▶ _ORDEM DE SERVIÇO_: Retorne, sem nenhuma alteração, tudo o que vai de "Vale notar que" até "totalmente o sofrimento." no trecho sobre Sartre e Lacan.

▶ _TRECHO SELECIONADO_:
Em 1944, J.-P. Sartre escreveu a sua famosa peça Entre quatro paredes (2008), na qual se mostrava que o inferno são os outros. A Segunda Guerra Mundial ainda não havia acabado, assim como Paris também não havia sido libertada, e Sartre colocou na mesa o problema do confinamento e dos outros. A obra mostrava uma única cena contrária a qualquer possibilidade de pensar um lugar diferente. De fato, J. Lacan (1998, p. 197) argumenta com Sartre — propondo exatamente o contrário —, pois para ele não há saída para o sujeito a não ser com o Outro.
Vale notar que Lacan tenta ler, como outro prisioneiro de seu tempo, as variáveis que determinam nossa posição e que nos dão a possibilidade de pensar uma estratégia específica a partir da dedução de nossa posição a cada momento. Uma estratégia que segue uma política do sintoma singular, mas não sem o Outro. A era atual gera novos significantes aos quais o indivíduo pode se identificar gerando novos modos de segregação, e veremos se a psicanálise estará à altura da tarefa de contrapor esses novos modos de segregação a partir de seus dispositivos e de uma política que permita desidentificar e colocar no horizonte o fato de que não há solução total (final) que permita evitar totalmente o sofrimento.

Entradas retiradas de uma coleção
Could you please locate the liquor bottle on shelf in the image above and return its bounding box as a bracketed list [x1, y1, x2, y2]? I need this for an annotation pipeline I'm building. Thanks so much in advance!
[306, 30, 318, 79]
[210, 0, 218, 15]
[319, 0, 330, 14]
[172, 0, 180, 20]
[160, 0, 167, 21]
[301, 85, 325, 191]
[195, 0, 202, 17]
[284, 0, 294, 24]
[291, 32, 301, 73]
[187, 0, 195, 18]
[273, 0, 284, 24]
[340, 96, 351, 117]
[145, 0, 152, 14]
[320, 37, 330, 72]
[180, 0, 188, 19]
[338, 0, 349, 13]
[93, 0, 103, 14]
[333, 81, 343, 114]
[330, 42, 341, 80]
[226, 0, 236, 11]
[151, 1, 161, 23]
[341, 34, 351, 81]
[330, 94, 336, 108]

▶ _CAIXA DE RESPOSTA_:
Vale notar que Lacan tenta ler, como outro prisioneiro de seu tempo, as variáveis que determinam nossa posição e que nos dão a possibilidade de pensar uma estratégia específica a partir da dedução de nossa posição a cada momento. Uma estratégia que segue uma política do sintoma singular, mas não sem o Outro. A era atual gera novos significantes aos quais o indivíduo pode se identificar gerando novos modos de segregação, e veremos se a psicanálise estará à altura da tarefa de contrapor esses novos modos de segregação a partir de seus dispositivos e de uma política que permita desidentificar e colocar no horizonte o fato de que não há solução total (final) que permita evitar totalmente o sofrimento.